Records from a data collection
=====

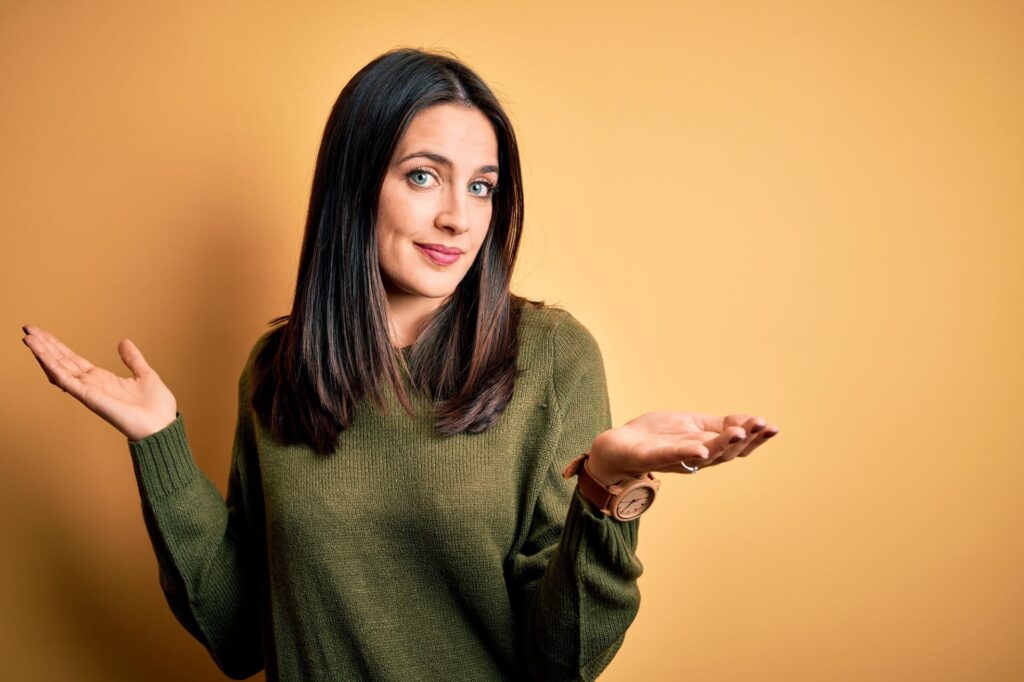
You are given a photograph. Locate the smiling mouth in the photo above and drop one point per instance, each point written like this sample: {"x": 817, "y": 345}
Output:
{"x": 438, "y": 257}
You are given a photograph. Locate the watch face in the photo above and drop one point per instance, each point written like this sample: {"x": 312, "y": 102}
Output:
{"x": 635, "y": 502}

=====

Required work —
All of the data needs repeating exactly, but the pictures do not.

Expected answer —
You are given a photograph. Locate the smiling mouth in the photo above and drop one point per instance, each point written like this sample: {"x": 817, "y": 345}
Output:
{"x": 438, "y": 257}
You are given a photograph. Locate the watch face in the photo above and drop one point per instance, each point written like this sample: {"x": 312, "y": 102}
Output:
{"x": 635, "y": 502}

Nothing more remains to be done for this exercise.